Output every line of the entries as a Markdown table with two columns, Row and Line, numbering the rows and skipping blank lines. Leave the pictures out.

— START OF Records supplied —

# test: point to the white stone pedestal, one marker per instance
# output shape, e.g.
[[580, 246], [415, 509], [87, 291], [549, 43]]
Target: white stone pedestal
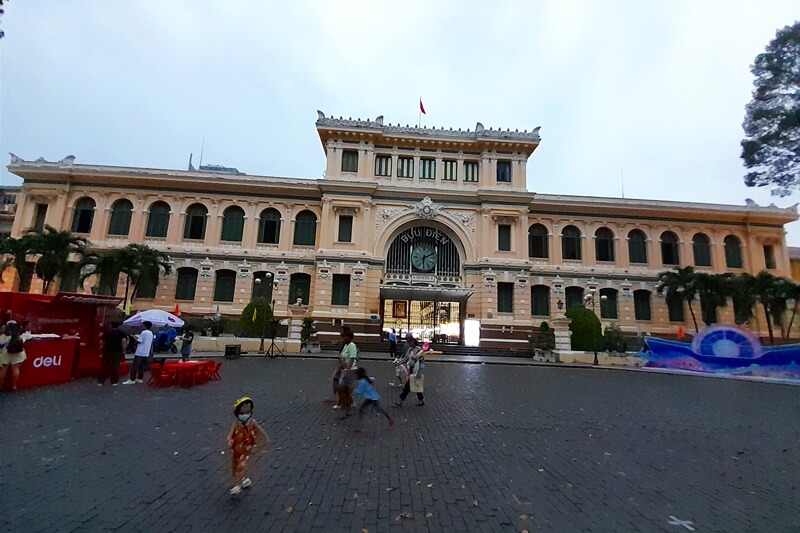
[[562, 333]]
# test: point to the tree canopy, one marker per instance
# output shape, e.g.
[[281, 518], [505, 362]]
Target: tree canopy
[[771, 147]]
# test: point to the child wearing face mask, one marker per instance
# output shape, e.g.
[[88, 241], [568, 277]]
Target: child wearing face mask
[[242, 440]]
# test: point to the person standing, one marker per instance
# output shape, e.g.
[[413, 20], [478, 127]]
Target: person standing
[[414, 355], [13, 352], [141, 355], [392, 344], [186, 345], [114, 344], [349, 353]]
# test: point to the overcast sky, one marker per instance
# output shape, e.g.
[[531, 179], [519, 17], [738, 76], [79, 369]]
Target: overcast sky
[[652, 90]]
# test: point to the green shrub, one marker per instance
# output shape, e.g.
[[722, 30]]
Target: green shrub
[[545, 338], [263, 323], [585, 327]]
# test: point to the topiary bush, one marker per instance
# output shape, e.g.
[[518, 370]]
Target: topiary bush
[[586, 329], [263, 323]]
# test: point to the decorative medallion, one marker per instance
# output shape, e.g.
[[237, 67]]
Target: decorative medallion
[[426, 209]]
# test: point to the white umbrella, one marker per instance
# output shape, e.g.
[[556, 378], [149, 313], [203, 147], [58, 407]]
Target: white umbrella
[[157, 317]]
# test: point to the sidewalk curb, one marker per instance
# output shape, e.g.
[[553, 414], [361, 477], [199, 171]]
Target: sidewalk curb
[[522, 362]]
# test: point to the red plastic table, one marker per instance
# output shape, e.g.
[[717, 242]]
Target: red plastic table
[[184, 371]]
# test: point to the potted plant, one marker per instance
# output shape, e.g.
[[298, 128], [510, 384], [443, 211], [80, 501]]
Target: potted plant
[[544, 343], [308, 337]]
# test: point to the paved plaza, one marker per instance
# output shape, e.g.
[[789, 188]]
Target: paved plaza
[[495, 448]]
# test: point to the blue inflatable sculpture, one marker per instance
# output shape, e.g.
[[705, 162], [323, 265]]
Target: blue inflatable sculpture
[[724, 350]]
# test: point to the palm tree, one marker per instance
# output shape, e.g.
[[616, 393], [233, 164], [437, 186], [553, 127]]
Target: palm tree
[[782, 291], [712, 289], [140, 263], [54, 248], [680, 283], [793, 294], [15, 252], [741, 290], [765, 288], [107, 266], [143, 266]]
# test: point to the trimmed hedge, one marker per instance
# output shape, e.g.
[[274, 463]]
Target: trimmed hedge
[[586, 330]]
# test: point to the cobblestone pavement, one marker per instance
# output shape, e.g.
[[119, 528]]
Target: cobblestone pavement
[[496, 448]]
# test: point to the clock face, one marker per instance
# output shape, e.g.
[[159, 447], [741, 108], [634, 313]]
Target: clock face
[[423, 258]]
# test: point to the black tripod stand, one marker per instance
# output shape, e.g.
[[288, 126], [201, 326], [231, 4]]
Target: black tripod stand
[[270, 352]]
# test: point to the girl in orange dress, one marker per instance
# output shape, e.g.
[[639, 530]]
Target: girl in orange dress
[[242, 440]]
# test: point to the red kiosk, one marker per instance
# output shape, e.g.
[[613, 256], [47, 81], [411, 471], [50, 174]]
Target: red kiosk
[[78, 319]]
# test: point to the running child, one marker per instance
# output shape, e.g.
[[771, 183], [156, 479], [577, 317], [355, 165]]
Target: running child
[[370, 396], [242, 440]]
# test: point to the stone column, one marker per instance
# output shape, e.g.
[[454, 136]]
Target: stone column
[[393, 173], [251, 222], [522, 235]]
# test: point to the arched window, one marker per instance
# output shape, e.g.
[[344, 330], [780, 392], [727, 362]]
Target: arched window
[[187, 283], [574, 297], [269, 226], [571, 243], [305, 229], [537, 241], [604, 244], [232, 224], [733, 252], [83, 216], [262, 285], [669, 249], [225, 285], [608, 307], [641, 305], [195, 227], [120, 223], [675, 307], [158, 220], [540, 300], [637, 247], [299, 287], [701, 246]]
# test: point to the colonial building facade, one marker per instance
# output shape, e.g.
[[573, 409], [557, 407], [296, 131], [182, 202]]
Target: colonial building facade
[[413, 228]]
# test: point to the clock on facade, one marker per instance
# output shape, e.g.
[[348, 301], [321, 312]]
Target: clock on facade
[[423, 257]]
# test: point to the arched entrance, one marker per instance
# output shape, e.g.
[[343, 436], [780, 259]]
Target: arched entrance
[[422, 289]]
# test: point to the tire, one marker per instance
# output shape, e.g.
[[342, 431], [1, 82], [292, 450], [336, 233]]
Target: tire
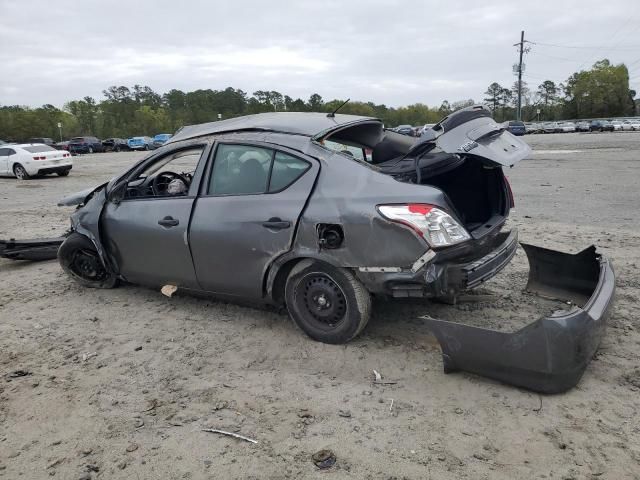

— END OF Records supplied —

Finished answer:
| Row | Line |
|---|---|
| 1 | # test: point to the white stone pedestal, one marker per instance |
| 2 | # output shape, e.g. |
| 3 | [[580, 246], [415, 509], [87, 291], [549, 43]] |
| 4 | Target: white stone pedestal |
| 5 | [[562, 333]] |
| 6 | # test: point to the tree canopy, one marker per instance |
| 7 | # output shape, e.g. |
| 8 | [[281, 518], [505, 362]] |
| 9 | Target: tree canopy |
| 10 | [[771, 147]] |
| 11 | # test: point to the child wearing face mask, one marker per instance |
| 12 | # output shape, e.g. |
| 13 | [[88, 241], [568, 277]] |
| 14 | Target: child wearing face mask |
| 15 | [[242, 440]] |
| 16 | # test: point to the person standing, one marker per instance |
| 17 | # output shape, e.g. |
| 18 | [[413, 20], [478, 127]] |
| 19 | Target: person standing |
| 20 | [[414, 355], [13, 352], [141, 355], [392, 344], [186, 345], [114, 344], [349, 353]] |
| 21 | # test: point to the overcast sky, one marker per instance |
| 22 | # output shape, e.g. |
| 23 | [[531, 179], [519, 17], [738, 76], [79, 369]] |
| 24 | Target: overcast sky |
| 25 | [[652, 90]] |
| 26 | # test: point to the green shrub, one marker per instance |
| 27 | # output shape, e.g. |
| 28 | [[722, 30]] |
| 29 | Target: green shrub |
| 30 | [[545, 338], [263, 323], [585, 327]] |
| 31 | # test: point to the topiary bush, one marker per instance |
| 32 | # output shape, e.g. |
| 33 | [[518, 370]] |
| 34 | Target: topiary bush |
| 35 | [[586, 329], [263, 323]] |
| 36 | # test: point to the decorative medallion, one marker per instance |
| 37 | # output shape, e.g. |
| 38 | [[237, 67]] |
| 39 | Target: decorative medallion |
| 40 | [[426, 209]] |
| 41 | # test: point to the white umbrella, one marker per instance |
| 42 | # output shape, e.g. |
| 43 | [[556, 378], [149, 313], [203, 147], [58, 407]] |
| 44 | Target: white umbrella |
| 45 | [[157, 317]] |
| 46 | # test: point to the sidewalk curb, one marker per instance |
| 47 | # output shape, e.g. |
| 48 | [[553, 414], [361, 477], [199, 171]] |
| 49 | Target: sidewalk curb |
| 50 | [[522, 362]] |
| 51 | # test: point to the red plastic table, one marker per instance |
| 52 | # output shape, e.g. |
| 53 | [[717, 242]] |
| 54 | Target: red plastic table |
| 55 | [[184, 371]] |
| 56 | # test: point to the potted plant, one marker per instance |
| 57 | # output shape, e.g. |
| 58 | [[298, 128], [510, 384], [443, 211], [80, 501]] |
| 59 | Target: potted plant |
| 60 | [[544, 343], [308, 337]] |
| 61 | # test: point to the paved plaza, one marker per instance |
| 62 | # output shape, e.g. |
| 63 | [[789, 188]] |
| 64 | Target: paved plaza |
| 65 | [[495, 448]] |
| 66 | # test: point to the blue inflatable sculpture, one marker per instance |
| 67 | # output shape, e.g. |
| 68 | [[705, 162], [323, 265]] |
| 69 | Target: blue inflatable sculpture |
| 70 | [[724, 350]] |
| 71 | # test: point to the palm tree, one marker per instance |
| 72 | # output shape, e.g. |
| 73 | [[616, 393], [233, 164], [437, 186], [553, 127]] |
| 74 | Target: palm tree |
| 75 | [[782, 291], [712, 289], [140, 263], [54, 248], [680, 283], [793, 294], [15, 252], [741, 290], [765, 288], [107, 266], [143, 266]] |
| 76 | # test: point to the trimmed hedge, one marker per instance |
| 77 | # output shape, e.g. |
| 78 | [[274, 463]] |
| 79 | Target: trimmed hedge |
| 80 | [[586, 330]] |
| 81 | # test: point to the cobblestone pavement, one marker per instance |
| 82 | # output shape, e.g. |
| 83 | [[119, 528]] |
| 84 | Target: cobblestone pavement |
| 85 | [[496, 448]] |
| 86 | # test: point to the clock face, one marker per instance |
| 87 | # output shape, e.g. |
| 88 | [[159, 447], [741, 108], [634, 313]] |
| 89 | Target: clock face |
| 90 | [[423, 258]] |
| 91 | # test: point to the black tripod stand, one marker per instance |
| 92 | # output shape, e.g. |
| 93 | [[288, 126], [201, 326], [231, 4]] |
| 94 | Target: black tripod stand |
| 95 | [[270, 352]] |
| 96 | # test: point to the girl in orange dress, one marker per instance |
| 97 | # output shape, e.g. |
| 98 | [[639, 530]] |
| 99 | Target: girl in orange dress |
| 100 | [[242, 440]] |
| 101 | # test: point to the red kiosk, one marker per instance |
| 102 | # output shape, e.g. |
| 103 | [[613, 256], [47, 81], [411, 471], [50, 174]] |
| 104 | Target: red kiosk |
| 105 | [[78, 319]] |
| 106 | # test: point to the running child, one marker per instance |
| 107 | # output shape, e.g. |
| 108 | [[771, 183], [156, 479], [577, 317], [355, 165]] |
| 109 | Target: running child |
| 110 | [[370, 396], [242, 440]] |
| 111 | # test: point to the stone column, one marker per instance |
| 112 | # output shape, e.g. |
| 113 | [[454, 136]] |
| 114 | Target: stone column |
| 115 | [[393, 173], [251, 222], [522, 235]] |
| 116 | # test: point to the arched window, one marker per instance |
| 117 | # output shape, e.g. |
| 118 | [[344, 330], [780, 392], [727, 362]] |
| 119 | Target: arched window |
| 120 | [[187, 283], [574, 297], [269, 226], [571, 243], [305, 229], [537, 241], [604, 244], [232, 224], [733, 252], [83, 216], [262, 285], [669, 249], [225, 285], [608, 307], [641, 305], [195, 227], [120, 223], [675, 307], [158, 220], [540, 300], [637, 247], [299, 287], [701, 246]] |
| 121 | # test: point to the colonial building facade, one marker per instance |
| 122 | # output shape, e.g. |
| 123 | [[573, 409], [557, 407], [296, 131], [182, 202]] |
| 124 | Target: colonial building facade |
| 125 | [[413, 228]] |
| 126 | # test: point to the clock on facade, one marker per instance |
| 127 | # output shape, e.g. |
| 128 | [[348, 301], [321, 312]] |
| 129 | Target: clock on facade |
| 130 | [[423, 257]] |
| 131 | # test: point to the arched entrance, one marker per instance |
| 132 | # output shape, e.g. |
| 133 | [[343, 436], [780, 259]] |
| 134 | Target: arched entrance |
| 135 | [[422, 289]] |
| 136 | # test: point to the tire, one marker per instance |
| 137 | # output shape, e.g. |
| 138 | [[342, 431], [1, 82], [292, 450], [336, 233]] |
| 139 | Target: tire |